Your task: In the GAN inversion walkthrough, what do Gu et al. optimize for to support out-of-distribution GAN inversion?

GAN Inversion: A brief walkthrough — Part II

This series intends to explain the concept of GAN Inversion [1], which aims to provide an intuitive understanding of the latent space by inverting an image into the latent space to obtain its latent code.

In Part I, we briefly introduced the concept of GANs and their latent spaces, in addition to introducing the concept of GAN Inversion [1] and its approaches and showed a brief comparison with VAE-GANs.

In this post, which is the second part of a four-part series on GAN Inversion, we discuss the characteristics of GAN inversion as well as latent space navigation using the technique.

1. Characteristics of GAN inversion

Semantic Aware

The GAN’s latent space encodes rich semantic information. Some GAN inversion approaches aim to obtain semantic-aware latent codes to improve image manipulation. Zhu et al. [2] proposed reconstructing images at both pixel- and semantic-level for better semantic awareness. Leng et al. [8] proposed improving this further by incorporating the semantic information in both the real image and latent space domains.

Layer-wise

With larger GAN generator architectures, it is not always feasible to perform full GAN inversion. Some approaches propose to decompose the generator into layers and perform layer-wise inversion instead. Bau et al. [6] proposed using layer-wise inversion to understand what GANs learn, Bau et al. [7] proposed to visualize what GANs don’t learn, while Gu et al. [3] used this idea to perform GAN inversion with multiple latent codes.

Out of distribution

Some approaches support out-of-distribution generalization for inverting images out of the training data distribution. Gu et al. [3] aims to support out-of-distribution GAN inversion by optimizing for multiple latent codes.

We will be exploring some of these researches in more detail in the following parts of this series. But for now, let’s explore latent space navigation together with GAN inversion.

2. Latent space navigation

The survey on GAN inversion, [1], mentions that well-trained GANs have the ability to encode disentangled semantics (decoupling entangled semantics, e.g., older people tend to wear glasses more than younger people) in their latent space. With more disentangled semantic information encoded, it would be possible to find disentangled directions in the latent space referring to age and glasses. These are very useful for image manipulation tasks.

Interpretable directions

Many GAN inversion approaches aim to determine interpretable directions in the latent space. Some learning-based inversion approaches incorporate a pre-trained classifier to identify boundaries in the latent space for different classes based on synthesized images. Such supervised approaches could be restrictive. Hence, recently, an unsupervised approach has been explored, focusing on identifying interpretable directions without pre-labelled data (e.g., using PCA to identify important directions or closed-form approaches).

Fig. 1: Latent space

Numerous researches enforce disentanglement to obtain better interpretable directions in the latent space for attributes (e.g., gender, age, hair color in face images). Jahanian et al. [5] suggested an approach to steer in interpretable directions, linear and non-linear, in the GAN latent space for meaningful geometric transformation (e.g., zoom, shift, color manipulation) without enforcing disentanglement during GAN training. They observed that these interpretable directions have similar effects across all object classes generated by the GAN.

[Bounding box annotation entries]
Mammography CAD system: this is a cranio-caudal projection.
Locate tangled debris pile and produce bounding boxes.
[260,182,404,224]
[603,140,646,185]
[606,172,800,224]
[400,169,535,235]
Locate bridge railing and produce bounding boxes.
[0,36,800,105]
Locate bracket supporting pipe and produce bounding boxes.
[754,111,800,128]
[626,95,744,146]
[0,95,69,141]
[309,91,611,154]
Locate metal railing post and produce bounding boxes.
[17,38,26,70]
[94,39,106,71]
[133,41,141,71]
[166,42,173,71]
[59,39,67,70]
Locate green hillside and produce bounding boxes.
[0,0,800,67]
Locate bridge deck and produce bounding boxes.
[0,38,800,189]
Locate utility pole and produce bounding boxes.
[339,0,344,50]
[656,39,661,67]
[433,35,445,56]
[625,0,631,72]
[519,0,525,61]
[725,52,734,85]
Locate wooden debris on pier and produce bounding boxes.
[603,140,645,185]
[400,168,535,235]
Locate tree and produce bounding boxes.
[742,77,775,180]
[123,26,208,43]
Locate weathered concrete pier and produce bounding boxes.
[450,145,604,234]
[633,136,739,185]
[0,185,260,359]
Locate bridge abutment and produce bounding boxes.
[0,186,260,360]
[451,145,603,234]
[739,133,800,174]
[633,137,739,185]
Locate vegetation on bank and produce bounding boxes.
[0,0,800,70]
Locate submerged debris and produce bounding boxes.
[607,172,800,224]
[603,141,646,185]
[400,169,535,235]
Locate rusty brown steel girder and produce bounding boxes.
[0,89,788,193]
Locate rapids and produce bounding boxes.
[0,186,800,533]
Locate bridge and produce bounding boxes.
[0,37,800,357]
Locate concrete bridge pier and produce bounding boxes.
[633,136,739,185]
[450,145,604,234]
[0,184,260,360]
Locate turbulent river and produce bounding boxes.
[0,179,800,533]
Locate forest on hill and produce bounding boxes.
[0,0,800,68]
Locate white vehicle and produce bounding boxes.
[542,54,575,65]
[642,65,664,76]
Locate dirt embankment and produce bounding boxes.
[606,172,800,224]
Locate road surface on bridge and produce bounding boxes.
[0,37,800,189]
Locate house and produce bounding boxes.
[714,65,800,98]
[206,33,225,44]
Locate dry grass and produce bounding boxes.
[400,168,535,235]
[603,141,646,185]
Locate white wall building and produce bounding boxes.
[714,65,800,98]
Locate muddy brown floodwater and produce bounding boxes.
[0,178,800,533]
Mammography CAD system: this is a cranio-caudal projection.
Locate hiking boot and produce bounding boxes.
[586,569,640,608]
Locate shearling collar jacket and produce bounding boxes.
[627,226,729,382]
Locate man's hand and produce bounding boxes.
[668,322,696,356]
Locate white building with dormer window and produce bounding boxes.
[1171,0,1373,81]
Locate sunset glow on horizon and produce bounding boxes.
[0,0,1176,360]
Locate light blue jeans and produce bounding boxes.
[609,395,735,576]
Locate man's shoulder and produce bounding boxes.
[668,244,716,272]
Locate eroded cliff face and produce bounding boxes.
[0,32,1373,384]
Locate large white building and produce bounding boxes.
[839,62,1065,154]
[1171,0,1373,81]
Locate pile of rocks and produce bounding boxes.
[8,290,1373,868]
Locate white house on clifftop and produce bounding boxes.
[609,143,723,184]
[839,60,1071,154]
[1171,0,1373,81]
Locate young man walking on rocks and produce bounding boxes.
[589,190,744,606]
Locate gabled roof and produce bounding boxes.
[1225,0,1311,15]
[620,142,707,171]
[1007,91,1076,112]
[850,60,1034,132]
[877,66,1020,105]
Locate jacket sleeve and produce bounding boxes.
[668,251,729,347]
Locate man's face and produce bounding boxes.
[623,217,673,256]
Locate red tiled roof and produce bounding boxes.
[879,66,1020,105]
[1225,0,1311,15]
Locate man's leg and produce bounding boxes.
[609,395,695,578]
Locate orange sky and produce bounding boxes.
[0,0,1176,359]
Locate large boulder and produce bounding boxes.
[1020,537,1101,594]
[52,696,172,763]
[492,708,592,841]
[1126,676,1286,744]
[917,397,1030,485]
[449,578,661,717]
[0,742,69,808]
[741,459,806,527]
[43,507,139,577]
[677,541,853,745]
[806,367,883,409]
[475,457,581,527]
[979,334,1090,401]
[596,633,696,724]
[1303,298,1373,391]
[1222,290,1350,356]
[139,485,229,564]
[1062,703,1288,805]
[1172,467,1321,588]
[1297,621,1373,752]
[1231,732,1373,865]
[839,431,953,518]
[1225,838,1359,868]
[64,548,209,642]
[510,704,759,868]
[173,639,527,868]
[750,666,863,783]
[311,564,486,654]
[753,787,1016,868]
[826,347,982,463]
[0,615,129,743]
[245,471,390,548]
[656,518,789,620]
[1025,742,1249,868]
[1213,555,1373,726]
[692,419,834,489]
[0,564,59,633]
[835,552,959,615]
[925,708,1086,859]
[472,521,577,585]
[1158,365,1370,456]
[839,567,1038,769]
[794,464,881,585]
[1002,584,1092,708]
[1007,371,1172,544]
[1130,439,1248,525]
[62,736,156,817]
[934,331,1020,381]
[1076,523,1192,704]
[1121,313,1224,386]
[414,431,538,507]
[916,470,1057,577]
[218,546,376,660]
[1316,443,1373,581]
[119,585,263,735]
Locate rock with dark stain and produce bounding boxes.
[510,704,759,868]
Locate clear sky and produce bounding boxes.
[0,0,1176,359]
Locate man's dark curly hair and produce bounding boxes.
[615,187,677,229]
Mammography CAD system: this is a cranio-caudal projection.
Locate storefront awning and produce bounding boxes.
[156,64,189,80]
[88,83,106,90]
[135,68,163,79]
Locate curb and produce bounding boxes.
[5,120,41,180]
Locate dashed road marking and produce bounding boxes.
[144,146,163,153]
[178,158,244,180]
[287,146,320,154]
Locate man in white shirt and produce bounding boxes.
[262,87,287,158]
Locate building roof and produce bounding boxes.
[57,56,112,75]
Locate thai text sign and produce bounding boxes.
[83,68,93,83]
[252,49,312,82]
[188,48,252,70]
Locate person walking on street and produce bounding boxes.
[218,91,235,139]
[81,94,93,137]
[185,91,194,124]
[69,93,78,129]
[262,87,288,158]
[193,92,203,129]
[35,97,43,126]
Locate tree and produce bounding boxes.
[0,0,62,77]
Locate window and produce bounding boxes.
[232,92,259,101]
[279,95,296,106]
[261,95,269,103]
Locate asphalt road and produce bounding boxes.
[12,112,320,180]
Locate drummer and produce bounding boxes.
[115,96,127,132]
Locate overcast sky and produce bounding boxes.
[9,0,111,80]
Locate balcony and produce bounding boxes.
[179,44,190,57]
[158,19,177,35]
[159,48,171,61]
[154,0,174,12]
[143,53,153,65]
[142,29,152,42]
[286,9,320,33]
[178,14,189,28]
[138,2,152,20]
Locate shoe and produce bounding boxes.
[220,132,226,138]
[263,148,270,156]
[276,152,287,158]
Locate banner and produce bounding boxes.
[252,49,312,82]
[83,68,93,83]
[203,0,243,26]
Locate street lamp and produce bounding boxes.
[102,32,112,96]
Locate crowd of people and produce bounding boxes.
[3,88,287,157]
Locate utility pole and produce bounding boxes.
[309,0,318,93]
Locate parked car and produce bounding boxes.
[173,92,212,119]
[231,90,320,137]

Solution to the exercise: Multiple latent codes.